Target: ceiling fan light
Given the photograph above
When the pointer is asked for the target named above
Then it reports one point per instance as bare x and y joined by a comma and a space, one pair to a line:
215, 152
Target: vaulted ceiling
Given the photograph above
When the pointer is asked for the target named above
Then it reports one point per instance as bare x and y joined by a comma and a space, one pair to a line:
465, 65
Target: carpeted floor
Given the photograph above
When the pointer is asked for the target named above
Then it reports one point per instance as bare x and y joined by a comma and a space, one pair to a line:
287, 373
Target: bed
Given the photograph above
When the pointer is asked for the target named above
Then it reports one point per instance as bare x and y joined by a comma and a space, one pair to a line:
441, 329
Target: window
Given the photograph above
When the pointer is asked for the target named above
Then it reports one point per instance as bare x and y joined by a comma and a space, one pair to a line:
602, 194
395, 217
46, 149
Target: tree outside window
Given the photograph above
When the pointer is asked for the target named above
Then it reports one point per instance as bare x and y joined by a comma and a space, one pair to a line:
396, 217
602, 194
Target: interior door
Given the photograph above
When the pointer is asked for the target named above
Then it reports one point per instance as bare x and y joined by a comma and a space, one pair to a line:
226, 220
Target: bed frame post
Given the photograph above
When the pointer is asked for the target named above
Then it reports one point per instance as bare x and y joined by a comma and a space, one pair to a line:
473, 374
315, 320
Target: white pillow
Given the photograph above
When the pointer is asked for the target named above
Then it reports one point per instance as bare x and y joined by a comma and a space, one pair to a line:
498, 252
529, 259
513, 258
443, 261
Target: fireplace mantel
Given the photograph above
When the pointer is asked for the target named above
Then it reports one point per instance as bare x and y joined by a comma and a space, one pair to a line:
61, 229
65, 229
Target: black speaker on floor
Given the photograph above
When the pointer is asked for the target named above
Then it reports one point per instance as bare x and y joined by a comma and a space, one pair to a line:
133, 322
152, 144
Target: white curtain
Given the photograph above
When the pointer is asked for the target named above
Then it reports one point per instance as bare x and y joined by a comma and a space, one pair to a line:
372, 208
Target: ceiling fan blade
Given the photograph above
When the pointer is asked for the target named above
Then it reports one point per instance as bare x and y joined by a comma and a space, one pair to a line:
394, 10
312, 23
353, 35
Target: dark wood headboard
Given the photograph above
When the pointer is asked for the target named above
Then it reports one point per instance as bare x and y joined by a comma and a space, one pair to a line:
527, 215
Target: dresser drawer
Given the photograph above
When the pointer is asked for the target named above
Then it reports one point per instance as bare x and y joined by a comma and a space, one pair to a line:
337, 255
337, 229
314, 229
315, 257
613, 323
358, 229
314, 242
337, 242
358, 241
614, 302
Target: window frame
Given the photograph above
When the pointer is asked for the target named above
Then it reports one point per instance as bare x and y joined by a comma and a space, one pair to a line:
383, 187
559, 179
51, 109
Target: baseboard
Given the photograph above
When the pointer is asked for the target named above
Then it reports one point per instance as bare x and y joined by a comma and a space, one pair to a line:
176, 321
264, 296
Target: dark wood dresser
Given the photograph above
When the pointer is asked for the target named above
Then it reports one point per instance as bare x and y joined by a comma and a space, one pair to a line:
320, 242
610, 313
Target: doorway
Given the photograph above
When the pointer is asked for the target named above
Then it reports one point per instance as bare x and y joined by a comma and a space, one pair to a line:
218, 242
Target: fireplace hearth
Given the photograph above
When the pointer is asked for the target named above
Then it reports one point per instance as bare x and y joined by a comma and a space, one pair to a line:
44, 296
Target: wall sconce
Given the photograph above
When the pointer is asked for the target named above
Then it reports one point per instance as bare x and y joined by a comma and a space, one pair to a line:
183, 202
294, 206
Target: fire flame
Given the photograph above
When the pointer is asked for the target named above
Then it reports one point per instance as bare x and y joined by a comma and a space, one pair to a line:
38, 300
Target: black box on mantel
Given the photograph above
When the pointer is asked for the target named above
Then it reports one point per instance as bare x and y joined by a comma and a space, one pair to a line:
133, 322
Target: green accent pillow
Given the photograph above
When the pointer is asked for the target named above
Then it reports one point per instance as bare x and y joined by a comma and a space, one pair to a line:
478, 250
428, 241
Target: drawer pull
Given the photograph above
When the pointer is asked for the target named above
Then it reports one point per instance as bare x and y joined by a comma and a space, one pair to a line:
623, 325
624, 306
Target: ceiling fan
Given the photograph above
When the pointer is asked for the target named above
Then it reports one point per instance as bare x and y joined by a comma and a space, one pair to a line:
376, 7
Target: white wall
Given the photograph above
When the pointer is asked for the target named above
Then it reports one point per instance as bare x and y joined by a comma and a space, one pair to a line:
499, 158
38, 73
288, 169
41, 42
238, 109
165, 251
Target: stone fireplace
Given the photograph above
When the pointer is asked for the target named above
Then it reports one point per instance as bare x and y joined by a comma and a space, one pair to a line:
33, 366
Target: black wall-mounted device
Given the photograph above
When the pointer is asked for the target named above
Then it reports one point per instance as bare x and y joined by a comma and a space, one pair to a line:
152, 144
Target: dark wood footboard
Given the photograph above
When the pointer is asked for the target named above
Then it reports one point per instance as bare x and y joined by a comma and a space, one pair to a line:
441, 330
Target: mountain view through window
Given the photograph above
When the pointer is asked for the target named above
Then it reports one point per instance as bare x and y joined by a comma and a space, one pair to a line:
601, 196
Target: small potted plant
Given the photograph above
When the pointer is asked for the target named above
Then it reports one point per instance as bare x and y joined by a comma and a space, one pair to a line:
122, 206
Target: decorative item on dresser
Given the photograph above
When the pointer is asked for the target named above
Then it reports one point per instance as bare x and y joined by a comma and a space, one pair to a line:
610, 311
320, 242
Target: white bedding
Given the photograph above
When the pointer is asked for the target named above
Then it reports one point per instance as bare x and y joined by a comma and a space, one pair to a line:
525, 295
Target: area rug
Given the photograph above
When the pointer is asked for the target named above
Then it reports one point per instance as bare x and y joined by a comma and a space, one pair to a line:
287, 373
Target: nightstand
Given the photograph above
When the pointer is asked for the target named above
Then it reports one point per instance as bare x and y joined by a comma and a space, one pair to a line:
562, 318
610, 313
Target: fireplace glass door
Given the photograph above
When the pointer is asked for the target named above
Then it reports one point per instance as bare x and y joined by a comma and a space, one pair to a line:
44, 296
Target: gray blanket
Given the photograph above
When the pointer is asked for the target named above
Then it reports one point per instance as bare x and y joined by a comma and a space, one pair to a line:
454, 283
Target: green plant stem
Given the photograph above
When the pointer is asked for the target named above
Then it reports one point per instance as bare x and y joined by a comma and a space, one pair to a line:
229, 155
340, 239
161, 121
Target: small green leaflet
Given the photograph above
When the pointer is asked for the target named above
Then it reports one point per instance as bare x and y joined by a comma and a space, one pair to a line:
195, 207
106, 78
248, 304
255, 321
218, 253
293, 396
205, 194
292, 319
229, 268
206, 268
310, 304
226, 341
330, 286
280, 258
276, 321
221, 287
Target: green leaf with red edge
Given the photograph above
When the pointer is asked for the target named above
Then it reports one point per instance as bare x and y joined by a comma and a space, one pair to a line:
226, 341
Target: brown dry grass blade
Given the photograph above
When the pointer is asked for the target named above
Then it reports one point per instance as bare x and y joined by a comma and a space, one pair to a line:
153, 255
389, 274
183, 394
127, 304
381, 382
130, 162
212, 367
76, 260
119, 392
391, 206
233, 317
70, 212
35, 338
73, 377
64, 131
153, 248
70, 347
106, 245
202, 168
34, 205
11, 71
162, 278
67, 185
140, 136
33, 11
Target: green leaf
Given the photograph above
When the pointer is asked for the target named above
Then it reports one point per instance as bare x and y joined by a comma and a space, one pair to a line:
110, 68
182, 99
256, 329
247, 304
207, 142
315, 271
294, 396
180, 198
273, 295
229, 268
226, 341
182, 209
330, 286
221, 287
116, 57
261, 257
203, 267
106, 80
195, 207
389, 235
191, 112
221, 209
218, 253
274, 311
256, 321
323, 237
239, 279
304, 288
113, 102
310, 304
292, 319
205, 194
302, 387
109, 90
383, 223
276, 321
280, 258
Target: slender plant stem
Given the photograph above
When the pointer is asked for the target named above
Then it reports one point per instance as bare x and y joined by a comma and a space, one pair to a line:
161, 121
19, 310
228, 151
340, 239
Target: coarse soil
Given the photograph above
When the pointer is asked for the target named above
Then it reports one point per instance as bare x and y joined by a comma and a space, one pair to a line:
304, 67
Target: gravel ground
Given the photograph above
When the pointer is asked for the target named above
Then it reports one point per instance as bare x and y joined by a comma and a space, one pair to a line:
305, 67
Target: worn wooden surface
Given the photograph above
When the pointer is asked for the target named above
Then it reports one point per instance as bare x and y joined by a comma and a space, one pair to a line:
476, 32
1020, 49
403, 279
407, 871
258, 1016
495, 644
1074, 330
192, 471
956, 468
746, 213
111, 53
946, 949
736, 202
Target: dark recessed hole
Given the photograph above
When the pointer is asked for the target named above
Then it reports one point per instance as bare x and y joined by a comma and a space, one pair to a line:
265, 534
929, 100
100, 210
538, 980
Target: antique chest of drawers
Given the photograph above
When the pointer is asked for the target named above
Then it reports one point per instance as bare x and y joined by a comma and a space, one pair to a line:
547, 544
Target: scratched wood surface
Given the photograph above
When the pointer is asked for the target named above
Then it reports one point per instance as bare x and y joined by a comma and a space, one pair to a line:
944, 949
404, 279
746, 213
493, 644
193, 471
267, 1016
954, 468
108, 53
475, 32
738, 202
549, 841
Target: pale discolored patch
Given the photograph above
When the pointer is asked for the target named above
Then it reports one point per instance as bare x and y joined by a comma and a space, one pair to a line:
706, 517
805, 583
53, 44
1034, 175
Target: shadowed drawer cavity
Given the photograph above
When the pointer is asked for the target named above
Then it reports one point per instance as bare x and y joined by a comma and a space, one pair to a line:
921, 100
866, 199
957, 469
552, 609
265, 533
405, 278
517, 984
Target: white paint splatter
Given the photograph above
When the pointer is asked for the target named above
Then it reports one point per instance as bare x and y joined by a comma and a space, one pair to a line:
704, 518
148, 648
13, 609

......

Give back exactly the lines from the line holding "Target: scratched wood surface" through the last line of the listing, including both.

Target: scratched wood surface
Given the photograph above
When the pointer is asked for the target named above
Then it reports one point per instance as bare x and y joined by a comma and a space, one pair to a line:
944, 949
404, 279
746, 213
493, 644
193, 471
267, 1016
954, 468
108, 53
475, 32
738, 202
549, 841
Target: pale discolored patch
Given the photograph above
When the pointer is asked for the target named above
Then it reports one point per instance as bare x and y joined by a comma and a space, one pair to a line:
706, 517
805, 583
53, 44
1034, 175
Target: shadowed drawer cavity
Given the photograph above
When the pointer is asked for the target named above
Then it reports one point per instance as bare x and y joined by a comma and a space, one pair to a line:
921, 100
866, 199
957, 469
552, 609
265, 533
405, 278
517, 984
Target: white paint splatter
Given the photograph above
When the pointer is asked for the target named above
Then it reports one point per instance as bare x and y joined by a comma and a space, one pair to a line:
704, 518
148, 648
13, 609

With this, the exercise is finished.